Data to examine

-*-*-

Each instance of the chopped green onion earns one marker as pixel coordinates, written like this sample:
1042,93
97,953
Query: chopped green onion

-*-*-

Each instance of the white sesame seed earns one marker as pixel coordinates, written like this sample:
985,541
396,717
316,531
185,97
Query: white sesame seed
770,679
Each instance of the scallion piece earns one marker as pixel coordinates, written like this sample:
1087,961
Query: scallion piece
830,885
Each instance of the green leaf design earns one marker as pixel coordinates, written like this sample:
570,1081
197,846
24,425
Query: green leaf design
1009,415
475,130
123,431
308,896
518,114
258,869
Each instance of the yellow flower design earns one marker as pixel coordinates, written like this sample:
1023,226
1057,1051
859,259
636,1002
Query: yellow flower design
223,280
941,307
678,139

-*-*-

Task instructions
Which of the lines in the material above contain "chopped"? Copy each one out.

Solution
Each instance of the chopped green onion earns one marker as pixel coordinates, written like this sample:
Query: chopped green onion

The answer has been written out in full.